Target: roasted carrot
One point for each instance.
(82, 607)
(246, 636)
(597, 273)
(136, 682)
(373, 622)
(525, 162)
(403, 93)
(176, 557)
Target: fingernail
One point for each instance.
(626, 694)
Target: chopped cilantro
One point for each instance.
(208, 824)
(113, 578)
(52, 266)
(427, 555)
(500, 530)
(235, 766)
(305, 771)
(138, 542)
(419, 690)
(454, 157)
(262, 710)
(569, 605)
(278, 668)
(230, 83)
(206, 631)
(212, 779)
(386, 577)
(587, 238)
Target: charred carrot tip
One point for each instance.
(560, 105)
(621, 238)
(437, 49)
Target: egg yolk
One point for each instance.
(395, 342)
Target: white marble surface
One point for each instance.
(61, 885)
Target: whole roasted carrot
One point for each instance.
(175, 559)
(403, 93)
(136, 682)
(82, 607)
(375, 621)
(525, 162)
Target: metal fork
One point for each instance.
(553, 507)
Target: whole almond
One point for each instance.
* * *
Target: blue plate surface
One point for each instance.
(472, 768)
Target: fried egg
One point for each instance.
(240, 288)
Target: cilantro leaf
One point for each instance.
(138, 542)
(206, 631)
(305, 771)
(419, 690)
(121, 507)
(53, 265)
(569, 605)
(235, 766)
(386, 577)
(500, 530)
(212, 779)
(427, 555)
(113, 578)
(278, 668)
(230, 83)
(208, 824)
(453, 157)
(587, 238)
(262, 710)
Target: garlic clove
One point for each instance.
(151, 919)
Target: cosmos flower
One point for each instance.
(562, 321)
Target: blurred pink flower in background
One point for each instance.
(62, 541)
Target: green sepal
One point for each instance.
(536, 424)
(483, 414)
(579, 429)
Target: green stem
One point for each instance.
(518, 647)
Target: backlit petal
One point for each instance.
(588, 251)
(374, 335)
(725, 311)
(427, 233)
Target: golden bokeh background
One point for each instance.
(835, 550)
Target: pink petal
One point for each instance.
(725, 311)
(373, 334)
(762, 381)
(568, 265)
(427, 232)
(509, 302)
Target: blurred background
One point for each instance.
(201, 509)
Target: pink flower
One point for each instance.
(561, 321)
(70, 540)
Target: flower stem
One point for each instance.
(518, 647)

» **About this exercise**
Using the listing, copy every line where the word "whole" shows up.

» **Result**
Target: whole roasted carrot
Target: whole almond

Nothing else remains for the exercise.